» **Direction**:
Convert each line of the records below into a two-column Markdown table headed Row and Line, with rows numbered in order and blank lines left out. Omit the pictures from the answer.

begin

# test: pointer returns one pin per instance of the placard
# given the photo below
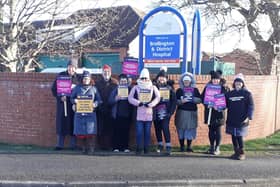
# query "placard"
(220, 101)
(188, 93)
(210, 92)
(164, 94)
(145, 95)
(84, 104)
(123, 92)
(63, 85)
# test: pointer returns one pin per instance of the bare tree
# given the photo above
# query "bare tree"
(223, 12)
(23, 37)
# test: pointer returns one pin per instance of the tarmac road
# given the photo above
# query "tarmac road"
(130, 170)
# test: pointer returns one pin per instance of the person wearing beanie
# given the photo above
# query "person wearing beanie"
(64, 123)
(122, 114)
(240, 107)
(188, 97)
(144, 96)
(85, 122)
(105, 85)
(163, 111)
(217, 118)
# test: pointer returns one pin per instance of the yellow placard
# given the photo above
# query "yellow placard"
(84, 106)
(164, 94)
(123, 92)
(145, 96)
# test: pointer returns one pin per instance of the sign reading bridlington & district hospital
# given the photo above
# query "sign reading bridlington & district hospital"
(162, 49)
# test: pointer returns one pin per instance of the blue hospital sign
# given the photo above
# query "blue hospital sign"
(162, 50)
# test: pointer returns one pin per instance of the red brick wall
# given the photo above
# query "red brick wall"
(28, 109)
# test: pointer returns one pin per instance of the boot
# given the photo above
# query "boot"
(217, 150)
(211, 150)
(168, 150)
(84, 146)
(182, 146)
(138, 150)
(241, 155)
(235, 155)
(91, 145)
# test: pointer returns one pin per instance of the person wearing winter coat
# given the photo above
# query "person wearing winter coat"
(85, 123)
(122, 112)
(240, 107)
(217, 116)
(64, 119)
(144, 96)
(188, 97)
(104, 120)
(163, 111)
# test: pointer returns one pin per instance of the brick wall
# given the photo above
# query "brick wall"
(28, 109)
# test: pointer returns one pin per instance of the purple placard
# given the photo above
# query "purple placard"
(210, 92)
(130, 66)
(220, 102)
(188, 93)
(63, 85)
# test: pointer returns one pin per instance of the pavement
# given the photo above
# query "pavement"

end

» **Solved exercise**:
| Row | Line |
|---|---|
| 1 | # test: pointer returns one pin per instance of the placard |
| 2 | # given the photo below |
| 3 | # query "placard" |
| 4 | (220, 101) |
| 5 | (188, 93) |
| 6 | (210, 92) |
| 7 | (164, 94) |
| 8 | (145, 95) |
| 9 | (84, 104) |
| 10 | (123, 92) |
| 11 | (63, 85) |
| 12 | # test: pointer returns one pin per instance of the bare tree |
| 13 | # given the photo above |
| 14 | # query "bare tree" |
| 15 | (223, 12) |
| 16 | (23, 37) |
| 17 | # test: pointer returns one pin per instance of the tarmac road |
| 18 | # given the photo above |
| 19 | # query "tarmac road" |
| 20 | (130, 170) |
| 21 | # test: pointer returns one pin per instance of the person wearing beanie |
| 22 | # given the photo above |
| 23 | # query "person wearing beanie" |
| 24 | (64, 123) |
| 25 | (122, 114) |
| 26 | (240, 107) |
| 27 | (188, 97) |
| 28 | (144, 96) |
| 29 | (85, 122) |
| 30 | (105, 85) |
| 31 | (163, 111) |
| 32 | (217, 118) |
| 33 | # test: pointer returns one pin per instance of the yellow placard |
| 34 | # given the photo above |
| 35 | # query "yellow placard" |
| 36 | (84, 106) |
| 37 | (164, 94) |
| 38 | (123, 92) |
| 39 | (145, 96) |
| 40 | # test: pointer returns one pin per instance of the sign reading bridlington & district hospital |
| 41 | # given the photo above |
| 42 | # query "sign reading bridlington & district hospital" |
| 43 | (162, 49) |
| 44 | # test: pointer returns one pin per instance of the blue hospital sign |
| 45 | # given the photo above |
| 46 | # query "blue hospital sign" |
| 47 | (162, 50) |
| 48 | # test: pointer returns one pin per instance of the red brick wall |
| 49 | # given the photo above |
| 50 | # query "red brick wall" |
| 51 | (28, 109) |
| 52 | # test: pointer returns one pin per instance of the boot |
| 53 | # given the photo above |
| 54 | # query "boot" |
| 55 | (217, 150) |
| 56 | (211, 150) |
| 57 | (168, 150) |
| 58 | (84, 146) |
| 59 | (182, 146) |
| 60 | (138, 150) |
| 61 | (241, 155) |
| 62 | (235, 155) |
| 63 | (91, 145) |
| 64 | # test: pointer returns one pin per instance of the person wearing winter coat |
| 65 | # given the photo above |
| 66 | # query "person wearing winter coat" |
| 67 | (85, 123) |
| 68 | (122, 112) |
| 69 | (240, 107) |
| 70 | (217, 116) |
| 71 | (64, 119) |
| 72 | (144, 96) |
| 73 | (188, 97) |
| 74 | (104, 120) |
| 75 | (163, 111) |
| 76 | # test: pointer returns one pin per instance of the brick wall |
| 77 | # given the photo above |
| 78 | # query "brick wall" |
| 79 | (28, 109) |
| 80 | # test: pointer returns one pin per instance of the purple placard |
| 81 | # given the photo above |
| 82 | # query "purple placard" |
| 83 | (210, 92) |
| 84 | (130, 66) |
| 85 | (220, 102) |
| 86 | (188, 93) |
| 87 | (63, 85) |
| 88 | # test: pointer returns one pin per instance of the pavement |
| 89 | # given the photo above |
| 90 | # query "pavement" |